• _TASK TO COMPLETE_
Nothing but an exact reproduction of the records, pictures excluded, should be returned.

• _EXTRACTED MATERIAL_

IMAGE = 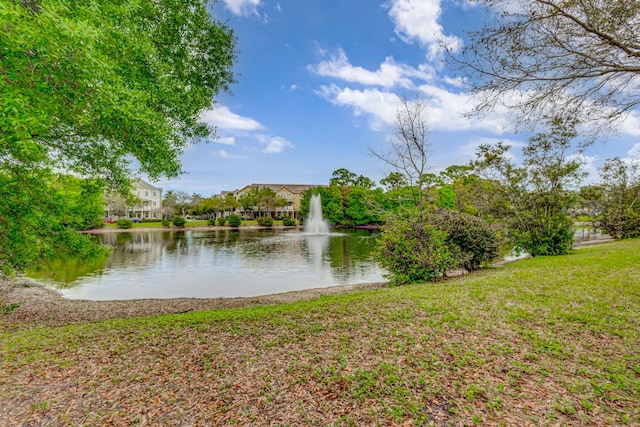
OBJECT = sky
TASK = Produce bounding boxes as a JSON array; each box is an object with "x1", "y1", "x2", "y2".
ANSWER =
[{"x1": 154, "y1": 0, "x2": 640, "y2": 196}]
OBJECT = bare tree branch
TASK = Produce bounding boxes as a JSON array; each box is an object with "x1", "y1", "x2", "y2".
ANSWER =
[{"x1": 451, "y1": 0, "x2": 640, "y2": 131}]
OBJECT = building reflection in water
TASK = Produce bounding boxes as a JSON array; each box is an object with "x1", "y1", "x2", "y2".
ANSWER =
[{"x1": 33, "y1": 229, "x2": 385, "y2": 300}]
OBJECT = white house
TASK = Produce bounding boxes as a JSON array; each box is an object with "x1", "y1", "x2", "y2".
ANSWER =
[{"x1": 104, "y1": 179, "x2": 163, "y2": 220}]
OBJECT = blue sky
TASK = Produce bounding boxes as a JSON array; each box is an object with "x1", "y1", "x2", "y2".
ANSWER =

• _YOUR SOLUTION_
IMAGE = 
OBJECT = sky
TASK = Produce bounding boxes as a JSON array; each box is an object with "x1", "y1", "x2", "y2".
ANSWER =
[{"x1": 154, "y1": 0, "x2": 640, "y2": 196}]
OBJECT = bare tree branch
TASK = Produce bounding boxes as a JSON array; each box is an object with "x1", "y1", "x2", "y2".
ANSWER =
[{"x1": 451, "y1": 0, "x2": 640, "y2": 131}]
OBJECT = building reflection in water
TASK = Produce bounding boxes as a JSON array; each box is an object with "x1", "y1", "x2", "y2".
ANSWER =
[{"x1": 33, "y1": 229, "x2": 385, "y2": 300}]
OBJECT = white house
TASK = Produce bounding boxes as a JSON array; each box is an object with "x1", "y1", "x2", "y2".
ANSWER =
[{"x1": 104, "y1": 179, "x2": 163, "y2": 220}]
OBJECT = blue sky
TASK = Produce bounding boxes as a JSON array; each box is an object with "x1", "y1", "x2", "y2".
ANSWER =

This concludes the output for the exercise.